### INPUT DATA

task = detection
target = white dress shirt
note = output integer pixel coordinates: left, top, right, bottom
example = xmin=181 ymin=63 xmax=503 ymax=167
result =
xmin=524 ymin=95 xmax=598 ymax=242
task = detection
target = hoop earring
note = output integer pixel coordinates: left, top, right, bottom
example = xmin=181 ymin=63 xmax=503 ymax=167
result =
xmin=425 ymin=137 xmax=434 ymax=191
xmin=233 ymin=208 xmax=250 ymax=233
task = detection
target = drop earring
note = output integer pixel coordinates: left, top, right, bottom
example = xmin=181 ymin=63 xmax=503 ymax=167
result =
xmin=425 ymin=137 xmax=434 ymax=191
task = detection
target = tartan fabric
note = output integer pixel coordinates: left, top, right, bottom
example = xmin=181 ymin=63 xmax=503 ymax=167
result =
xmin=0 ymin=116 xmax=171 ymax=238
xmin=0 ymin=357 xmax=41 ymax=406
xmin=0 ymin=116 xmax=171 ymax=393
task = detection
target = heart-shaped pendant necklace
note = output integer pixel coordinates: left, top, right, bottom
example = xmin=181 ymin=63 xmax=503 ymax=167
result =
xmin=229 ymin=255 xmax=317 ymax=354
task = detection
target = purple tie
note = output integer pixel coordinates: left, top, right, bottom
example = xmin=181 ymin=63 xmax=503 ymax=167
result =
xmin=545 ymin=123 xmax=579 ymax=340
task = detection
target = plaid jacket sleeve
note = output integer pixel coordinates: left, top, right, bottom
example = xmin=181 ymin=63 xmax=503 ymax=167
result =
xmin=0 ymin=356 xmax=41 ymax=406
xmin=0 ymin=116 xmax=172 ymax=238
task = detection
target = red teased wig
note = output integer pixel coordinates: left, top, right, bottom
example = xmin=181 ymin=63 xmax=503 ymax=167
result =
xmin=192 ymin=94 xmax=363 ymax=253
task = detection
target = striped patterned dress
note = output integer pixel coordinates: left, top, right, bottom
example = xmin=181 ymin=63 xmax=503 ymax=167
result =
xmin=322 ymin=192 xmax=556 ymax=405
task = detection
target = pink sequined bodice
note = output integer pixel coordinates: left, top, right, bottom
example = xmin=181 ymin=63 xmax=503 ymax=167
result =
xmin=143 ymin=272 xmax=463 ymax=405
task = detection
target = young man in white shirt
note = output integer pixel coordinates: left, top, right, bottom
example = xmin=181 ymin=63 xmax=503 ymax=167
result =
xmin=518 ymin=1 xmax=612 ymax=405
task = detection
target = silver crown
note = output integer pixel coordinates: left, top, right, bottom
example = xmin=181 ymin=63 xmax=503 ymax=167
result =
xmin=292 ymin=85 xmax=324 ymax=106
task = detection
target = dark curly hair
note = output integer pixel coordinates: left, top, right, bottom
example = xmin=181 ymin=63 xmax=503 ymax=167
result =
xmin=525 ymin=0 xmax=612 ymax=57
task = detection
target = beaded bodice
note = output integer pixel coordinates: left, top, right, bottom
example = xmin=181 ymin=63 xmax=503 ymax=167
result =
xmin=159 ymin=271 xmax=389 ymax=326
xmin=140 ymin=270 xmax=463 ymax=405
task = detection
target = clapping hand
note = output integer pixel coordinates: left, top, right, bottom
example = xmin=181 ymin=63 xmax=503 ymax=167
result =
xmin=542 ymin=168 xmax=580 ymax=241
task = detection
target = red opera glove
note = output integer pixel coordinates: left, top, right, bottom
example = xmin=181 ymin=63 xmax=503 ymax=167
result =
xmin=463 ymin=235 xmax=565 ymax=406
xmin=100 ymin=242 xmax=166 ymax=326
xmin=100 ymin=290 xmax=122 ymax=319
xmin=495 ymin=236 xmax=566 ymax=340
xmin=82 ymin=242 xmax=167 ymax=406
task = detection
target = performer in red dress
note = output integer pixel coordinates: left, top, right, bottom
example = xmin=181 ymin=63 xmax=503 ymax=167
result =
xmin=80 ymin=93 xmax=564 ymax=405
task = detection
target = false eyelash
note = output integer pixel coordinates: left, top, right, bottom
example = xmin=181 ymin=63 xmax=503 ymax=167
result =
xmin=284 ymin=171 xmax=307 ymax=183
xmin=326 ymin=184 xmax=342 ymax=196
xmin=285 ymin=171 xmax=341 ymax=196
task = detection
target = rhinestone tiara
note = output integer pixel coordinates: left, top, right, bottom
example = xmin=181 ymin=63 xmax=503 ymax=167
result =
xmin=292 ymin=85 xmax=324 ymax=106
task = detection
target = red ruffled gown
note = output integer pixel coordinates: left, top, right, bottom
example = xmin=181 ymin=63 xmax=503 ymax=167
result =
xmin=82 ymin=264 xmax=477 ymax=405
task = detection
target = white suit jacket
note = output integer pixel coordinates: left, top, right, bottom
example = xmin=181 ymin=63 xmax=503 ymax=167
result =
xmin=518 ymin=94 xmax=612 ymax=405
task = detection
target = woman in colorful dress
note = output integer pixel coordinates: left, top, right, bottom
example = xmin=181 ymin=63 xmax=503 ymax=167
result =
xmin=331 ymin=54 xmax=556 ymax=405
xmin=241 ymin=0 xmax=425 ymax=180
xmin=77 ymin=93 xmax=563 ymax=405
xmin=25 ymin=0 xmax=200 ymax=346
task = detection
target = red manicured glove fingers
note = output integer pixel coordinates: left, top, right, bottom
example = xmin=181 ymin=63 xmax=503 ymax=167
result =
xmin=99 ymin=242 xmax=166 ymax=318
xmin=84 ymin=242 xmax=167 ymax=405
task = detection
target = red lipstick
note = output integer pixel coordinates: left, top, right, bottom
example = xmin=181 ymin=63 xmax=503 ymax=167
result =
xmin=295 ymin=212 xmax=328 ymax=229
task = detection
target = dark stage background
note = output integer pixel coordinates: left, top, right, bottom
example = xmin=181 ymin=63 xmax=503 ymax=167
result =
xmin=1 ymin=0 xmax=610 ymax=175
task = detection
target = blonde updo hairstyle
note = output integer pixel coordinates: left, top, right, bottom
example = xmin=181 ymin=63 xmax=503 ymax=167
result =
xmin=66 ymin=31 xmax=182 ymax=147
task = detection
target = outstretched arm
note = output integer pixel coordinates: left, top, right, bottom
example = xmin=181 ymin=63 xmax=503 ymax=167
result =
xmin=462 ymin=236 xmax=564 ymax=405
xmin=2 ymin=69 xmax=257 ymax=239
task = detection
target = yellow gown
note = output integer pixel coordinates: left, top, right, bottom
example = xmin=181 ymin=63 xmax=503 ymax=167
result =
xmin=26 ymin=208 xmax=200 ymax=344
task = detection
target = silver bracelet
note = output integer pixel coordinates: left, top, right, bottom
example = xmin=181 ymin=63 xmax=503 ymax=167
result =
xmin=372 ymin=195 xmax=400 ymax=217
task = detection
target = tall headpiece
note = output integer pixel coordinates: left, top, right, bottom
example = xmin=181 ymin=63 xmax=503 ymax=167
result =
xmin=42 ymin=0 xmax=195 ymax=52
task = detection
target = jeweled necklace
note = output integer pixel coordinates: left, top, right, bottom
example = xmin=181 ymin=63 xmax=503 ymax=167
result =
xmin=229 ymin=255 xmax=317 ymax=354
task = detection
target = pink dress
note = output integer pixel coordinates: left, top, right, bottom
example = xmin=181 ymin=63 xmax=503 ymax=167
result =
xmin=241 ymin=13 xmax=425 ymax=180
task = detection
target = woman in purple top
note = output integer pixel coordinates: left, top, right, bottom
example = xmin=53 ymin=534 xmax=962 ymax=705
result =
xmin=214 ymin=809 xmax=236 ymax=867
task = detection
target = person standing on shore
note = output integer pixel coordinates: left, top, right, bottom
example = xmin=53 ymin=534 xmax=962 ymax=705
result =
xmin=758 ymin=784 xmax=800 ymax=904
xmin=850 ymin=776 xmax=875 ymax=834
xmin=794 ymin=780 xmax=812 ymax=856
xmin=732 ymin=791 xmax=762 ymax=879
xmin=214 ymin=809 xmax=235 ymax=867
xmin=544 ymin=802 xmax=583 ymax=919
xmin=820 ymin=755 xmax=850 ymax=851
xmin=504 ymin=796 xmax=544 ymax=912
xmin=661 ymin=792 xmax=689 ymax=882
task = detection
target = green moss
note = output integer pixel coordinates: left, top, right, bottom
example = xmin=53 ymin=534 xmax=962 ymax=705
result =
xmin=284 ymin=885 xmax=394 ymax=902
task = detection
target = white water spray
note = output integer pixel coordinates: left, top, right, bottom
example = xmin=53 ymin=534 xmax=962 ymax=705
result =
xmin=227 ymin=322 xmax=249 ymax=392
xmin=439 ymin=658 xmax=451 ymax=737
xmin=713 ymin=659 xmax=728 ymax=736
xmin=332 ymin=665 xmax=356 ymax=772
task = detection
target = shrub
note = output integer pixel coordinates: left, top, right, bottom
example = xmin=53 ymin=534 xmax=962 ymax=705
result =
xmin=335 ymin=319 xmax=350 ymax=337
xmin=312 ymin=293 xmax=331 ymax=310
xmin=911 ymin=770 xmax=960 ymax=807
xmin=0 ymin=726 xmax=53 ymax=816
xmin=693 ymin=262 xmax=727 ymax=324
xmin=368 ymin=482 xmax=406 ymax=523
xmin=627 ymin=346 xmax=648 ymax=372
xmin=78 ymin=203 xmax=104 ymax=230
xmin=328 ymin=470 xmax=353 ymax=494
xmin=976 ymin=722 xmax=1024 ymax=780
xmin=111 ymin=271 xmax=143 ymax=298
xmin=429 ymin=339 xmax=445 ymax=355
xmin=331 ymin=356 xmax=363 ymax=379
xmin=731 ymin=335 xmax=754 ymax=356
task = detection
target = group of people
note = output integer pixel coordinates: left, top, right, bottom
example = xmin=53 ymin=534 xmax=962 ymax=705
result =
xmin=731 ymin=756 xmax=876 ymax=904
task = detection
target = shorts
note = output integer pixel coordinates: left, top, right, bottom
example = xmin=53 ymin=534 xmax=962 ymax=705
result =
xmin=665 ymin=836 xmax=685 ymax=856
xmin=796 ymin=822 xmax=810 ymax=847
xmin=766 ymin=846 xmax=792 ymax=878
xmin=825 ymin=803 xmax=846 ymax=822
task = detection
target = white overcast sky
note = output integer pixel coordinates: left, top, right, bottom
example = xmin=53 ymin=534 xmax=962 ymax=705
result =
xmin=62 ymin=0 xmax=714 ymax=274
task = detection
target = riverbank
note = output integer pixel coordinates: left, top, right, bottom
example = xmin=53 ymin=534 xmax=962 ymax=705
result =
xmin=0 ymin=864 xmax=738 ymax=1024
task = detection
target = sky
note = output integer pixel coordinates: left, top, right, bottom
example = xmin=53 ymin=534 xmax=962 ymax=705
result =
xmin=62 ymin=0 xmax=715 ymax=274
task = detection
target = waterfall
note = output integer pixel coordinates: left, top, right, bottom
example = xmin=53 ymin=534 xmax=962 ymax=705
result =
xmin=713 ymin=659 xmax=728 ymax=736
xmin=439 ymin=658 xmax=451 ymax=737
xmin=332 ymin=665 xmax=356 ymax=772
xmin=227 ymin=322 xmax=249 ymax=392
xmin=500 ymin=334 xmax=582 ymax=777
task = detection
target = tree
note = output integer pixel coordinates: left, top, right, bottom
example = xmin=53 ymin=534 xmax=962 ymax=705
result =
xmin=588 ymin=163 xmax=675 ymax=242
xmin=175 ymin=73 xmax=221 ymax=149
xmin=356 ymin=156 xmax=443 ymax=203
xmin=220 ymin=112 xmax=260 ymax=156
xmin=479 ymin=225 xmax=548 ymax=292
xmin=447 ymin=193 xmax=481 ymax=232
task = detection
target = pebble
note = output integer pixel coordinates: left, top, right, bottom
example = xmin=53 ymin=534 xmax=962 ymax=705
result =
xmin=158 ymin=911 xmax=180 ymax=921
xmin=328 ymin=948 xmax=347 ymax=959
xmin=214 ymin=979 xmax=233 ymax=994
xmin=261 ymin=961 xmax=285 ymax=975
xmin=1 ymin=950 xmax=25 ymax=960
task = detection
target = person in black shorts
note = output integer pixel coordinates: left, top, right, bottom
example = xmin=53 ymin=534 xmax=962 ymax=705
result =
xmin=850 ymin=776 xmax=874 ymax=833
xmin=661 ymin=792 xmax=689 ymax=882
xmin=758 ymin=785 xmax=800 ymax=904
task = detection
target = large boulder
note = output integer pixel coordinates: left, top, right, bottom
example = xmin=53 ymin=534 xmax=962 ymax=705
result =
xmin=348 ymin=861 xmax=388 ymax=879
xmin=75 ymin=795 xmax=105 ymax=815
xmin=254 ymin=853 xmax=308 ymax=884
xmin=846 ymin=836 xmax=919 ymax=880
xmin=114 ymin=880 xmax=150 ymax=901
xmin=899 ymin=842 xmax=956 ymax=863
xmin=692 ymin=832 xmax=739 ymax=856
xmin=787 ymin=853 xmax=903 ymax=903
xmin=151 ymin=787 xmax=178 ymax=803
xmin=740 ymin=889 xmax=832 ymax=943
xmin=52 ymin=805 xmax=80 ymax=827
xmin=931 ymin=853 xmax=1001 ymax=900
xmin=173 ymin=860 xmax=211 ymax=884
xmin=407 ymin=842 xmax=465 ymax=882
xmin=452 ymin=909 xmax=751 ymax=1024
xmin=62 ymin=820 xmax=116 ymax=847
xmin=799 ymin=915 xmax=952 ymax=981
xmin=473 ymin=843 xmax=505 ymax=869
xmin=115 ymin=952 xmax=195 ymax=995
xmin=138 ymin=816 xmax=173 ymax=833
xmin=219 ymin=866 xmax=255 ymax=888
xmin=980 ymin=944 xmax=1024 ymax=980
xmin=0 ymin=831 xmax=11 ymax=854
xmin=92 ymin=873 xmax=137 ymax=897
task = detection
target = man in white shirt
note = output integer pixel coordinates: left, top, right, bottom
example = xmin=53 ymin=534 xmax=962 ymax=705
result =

### WHAT THIS TASK INVOLVES
Please filter the listing down to lines that include the word "gown".

### SOLUTION FOR THIS EXERCISE
target = red ruffled gown
target = yellow gown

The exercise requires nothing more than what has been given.